## begin

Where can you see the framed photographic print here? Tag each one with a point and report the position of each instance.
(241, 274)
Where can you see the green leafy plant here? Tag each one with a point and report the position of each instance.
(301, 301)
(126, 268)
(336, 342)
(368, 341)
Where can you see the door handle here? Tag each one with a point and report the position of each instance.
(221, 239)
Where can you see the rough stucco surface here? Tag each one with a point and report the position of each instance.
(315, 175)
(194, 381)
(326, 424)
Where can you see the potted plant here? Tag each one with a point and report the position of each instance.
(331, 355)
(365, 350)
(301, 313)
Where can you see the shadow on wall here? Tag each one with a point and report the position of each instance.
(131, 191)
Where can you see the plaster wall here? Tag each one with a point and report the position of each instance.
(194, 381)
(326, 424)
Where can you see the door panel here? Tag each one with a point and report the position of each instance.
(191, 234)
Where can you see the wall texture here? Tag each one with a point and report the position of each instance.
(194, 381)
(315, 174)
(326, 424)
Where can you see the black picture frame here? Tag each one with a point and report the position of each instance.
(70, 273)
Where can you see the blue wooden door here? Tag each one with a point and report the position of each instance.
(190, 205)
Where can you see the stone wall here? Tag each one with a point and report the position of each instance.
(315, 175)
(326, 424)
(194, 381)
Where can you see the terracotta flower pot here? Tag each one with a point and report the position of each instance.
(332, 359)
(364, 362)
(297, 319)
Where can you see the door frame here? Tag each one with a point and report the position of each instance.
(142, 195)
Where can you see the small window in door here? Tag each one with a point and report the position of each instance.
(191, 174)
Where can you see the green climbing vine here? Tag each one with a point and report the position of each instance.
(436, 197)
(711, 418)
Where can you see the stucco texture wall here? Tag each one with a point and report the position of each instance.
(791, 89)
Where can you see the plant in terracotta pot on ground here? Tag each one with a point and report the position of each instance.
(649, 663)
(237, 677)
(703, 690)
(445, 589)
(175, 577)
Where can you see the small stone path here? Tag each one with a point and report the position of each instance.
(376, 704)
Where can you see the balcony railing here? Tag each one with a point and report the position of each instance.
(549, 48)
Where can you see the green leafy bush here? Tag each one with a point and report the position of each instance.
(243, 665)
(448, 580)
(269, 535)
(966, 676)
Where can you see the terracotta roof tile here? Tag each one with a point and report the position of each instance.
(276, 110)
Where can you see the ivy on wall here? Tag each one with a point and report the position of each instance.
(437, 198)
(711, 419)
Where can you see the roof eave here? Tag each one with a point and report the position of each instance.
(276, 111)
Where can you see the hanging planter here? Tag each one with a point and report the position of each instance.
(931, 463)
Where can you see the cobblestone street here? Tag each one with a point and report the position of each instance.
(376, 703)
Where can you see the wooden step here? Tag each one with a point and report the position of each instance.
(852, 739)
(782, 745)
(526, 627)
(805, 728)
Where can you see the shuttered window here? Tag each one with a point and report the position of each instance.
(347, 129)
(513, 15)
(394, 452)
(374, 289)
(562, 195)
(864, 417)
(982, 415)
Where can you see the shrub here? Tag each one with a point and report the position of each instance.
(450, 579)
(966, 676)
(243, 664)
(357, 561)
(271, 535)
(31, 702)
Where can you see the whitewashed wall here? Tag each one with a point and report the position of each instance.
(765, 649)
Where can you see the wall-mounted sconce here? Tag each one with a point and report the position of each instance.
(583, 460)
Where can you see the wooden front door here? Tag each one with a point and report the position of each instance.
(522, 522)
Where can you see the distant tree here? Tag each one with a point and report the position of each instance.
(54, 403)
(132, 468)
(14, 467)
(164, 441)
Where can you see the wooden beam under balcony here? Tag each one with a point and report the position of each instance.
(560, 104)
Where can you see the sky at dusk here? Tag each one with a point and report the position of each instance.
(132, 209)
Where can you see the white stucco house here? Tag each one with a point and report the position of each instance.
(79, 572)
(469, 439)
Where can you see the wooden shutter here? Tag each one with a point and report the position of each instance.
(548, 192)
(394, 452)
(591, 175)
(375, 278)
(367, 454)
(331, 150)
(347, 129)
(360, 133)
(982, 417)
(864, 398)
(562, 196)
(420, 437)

## end

Arrange every line of the records above as a Markdown table with the columns Row and Text: a running row number in the first column and the line in the second. Leave out blank lines.

| Row | Text |
|---|---|
| 1 | Where can you see the framed photographic print here? Tag each one with a point and report the position of each instance. |
| 2 | (241, 274) |
| 3 | Where can you see the green leafy plant here? Tag each one with a point and report the position of each instance. |
| 4 | (301, 301) |
| 5 | (126, 268) |
| 6 | (336, 342) |
| 7 | (368, 341) |
| 8 | Where can you see the door handle here? Tag each one with a point and report the position of each instance. |
| 9 | (221, 239) |
| 10 | Where can you see the rough stucco surface here? Tag each one with a point and report the position of each instance. |
| 11 | (315, 175) |
| 12 | (194, 381) |
| 13 | (326, 424) |
| 14 | Where can you see the potted plant here? Tag each one with a point and report the position of each instance. |
| 15 | (331, 355) |
| 16 | (365, 350) |
| 17 | (301, 313) |
| 18 | Where can you see the shadow on wall here? Tag each one with a point and report the position of each instance. |
| 19 | (131, 191) |
| 20 | Where can you see the plaster wall here? Tag each one with a point and report the position of each instance. |
| 21 | (194, 381) |
| 22 | (326, 424) |
| 23 | Where can you see the door panel here? Tag each one with a point and report the position of each instance. |
| 24 | (191, 234) |
| 25 | Where can you see the wall texture here? Tag each one with a point and report the position of each instance. |
| 26 | (194, 381) |
| 27 | (315, 174) |
| 28 | (326, 424) |
| 29 | Where can you see the black picture frame here? Tag each one with a point and report the position of each instance. |
| 30 | (70, 273) |
| 31 | Where can you see the blue wooden door here? Tag each one with a point and report the position of each instance. |
| 32 | (190, 205) |
| 33 | Where can you see the stone wall here? Tag each one with a point and report the position of each instance. |
| 34 | (315, 175) |
| 35 | (326, 424) |
| 36 | (194, 381) |
| 37 | Where can you see the terracotta flower pot here? Tag each one with a point and report the position of each instance. |
| 38 | (332, 359) |
| 39 | (364, 362) |
| 40 | (297, 319) |
| 41 | Where can you see the door frame here? Tag each one with a point and report the position of each instance. |
| 42 | (142, 195) |
| 43 | Where can you see the small window in door here? Tag each one with a point and report the position of each instance. |
| 44 | (191, 174) |
| 45 | Where can you see the green climbing vine here? Tag each one with a point and report the position of each instance. |
| 46 | (436, 197) |
| 47 | (711, 418) |
| 48 | Where can you see the stucco texture wall here? Tag each one with a point and report the position of each instance. |
| 49 | (791, 89) |
| 50 | Where can you see the plant in terracotta pot on ground here? Tag each one with a point and report the position of each instance. |
| 51 | (649, 663) |
| 52 | (237, 677) |
| 53 | (703, 690) |
| 54 | (445, 589) |
| 55 | (175, 577) |
| 56 | Where can you see the small stone path here? Tag each one with a point and report the position of each instance. |
| 57 | (376, 704) |
| 58 | Where can you see the balcony railing here? Tag each one with a point and report the position of each instance. |
| 59 | (549, 48) |
| 60 | Where can you see the green leafy bush here? Tag each one with a point and report the position of each instance. |
| 61 | (243, 665) |
| 62 | (448, 580) |
| 63 | (269, 535) |
| 64 | (966, 676) |
| 65 | Where can you see the terracotta roof tile here? Tag each one with a point and report the position of each instance. |
| 66 | (276, 110) |
| 67 | Where can you see the ivy on wall here? Tag each one with a point and report the position of each instance. |
| 68 | (437, 198) |
| 69 | (711, 419) |
| 70 | Where can you see the roof eave here? Tag each one with a point and report the position of each instance. |
| 71 | (276, 111) |
| 72 | Where can you see the hanging planter here? Tag each one with a point and report the position of each instance. |
| 73 | (931, 463) |
| 74 | Where can you see the cobblestone street here? Tag each one with a point and report the position of each instance. |
| 75 | (376, 703) |
| 76 | Where can you see the wooden step here? Tag each one with a point and report the position of each instance. |
| 77 | (852, 739) |
| 78 | (782, 745) |
| 79 | (526, 627) |
| 80 | (805, 728) |
| 81 | Where can you see the shuttered window here? Tag each one with a point and report the position of each instance. |
| 82 | (347, 129) |
| 83 | (513, 15) |
| 84 | (394, 452) |
| 85 | (374, 289) |
| 86 | (562, 195) |
| 87 | (864, 417) |
| 88 | (982, 415) |
| 89 | Where can you see the shrub here? Tag each one with a point and report the position of each instance. |
| 90 | (450, 579) |
| 91 | (966, 676) |
| 92 | (243, 664) |
| 93 | (357, 561) |
| 94 | (271, 535) |
| 95 | (31, 702) |
| 96 | Where can you see the whitewashed wall here? Tag each one with a point and report the position of each instance. |
| 97 | (765, 649) |
| 98 | Where can you see the wall-mounted sconce here? Tag each one with a point and report the position of each instance. |
| 99 | (583, 460) |
| 100 | Where can you see the wooden front door here? Tag each one with a point and report the position of each instance. |
| 101 | (522, 522) |
| 102 | Where can you see the distant tree here? Tag each one with a point and report the position of each instance. |
| 103 | (54, 403) |
| 104 | (132, 468) |
| 105 | (14, 467) |
| 106 | (164, 441) |
| 107 | Where can you see the wooden beam under balcony here? Tag each one with a point and report the position of each instance. |
| 108 | (560, 104) |
| 109 | Where can you see the sky at dusk here? Tag each one with a point and report the position of each instance. |
| 110 | (132, 209) |
| 111 | Where can you see the white stucco house here? Tag each one with a point and report the position of each instance. |
| 112 | (79, 572) |
| 113 | (469, 439) |
| 114 | Where can you see the wooden shutter here? Tag each one with a point and report the position of each instance. |
| 115 | (548, 192) |
| 116 | (394, 452) |
| 117 | (591, 175) |
| 118 | (375, 278) |
| 119 | (367, 454) |
| 120 | (331, 150) |
| 121 | (347, 129) |
| 122 | (360, 133) |
| 123 | (982, 417) |
| 124 | (864, 398) |
| 125 | (562, 196) |
| 126 | (420, 437) |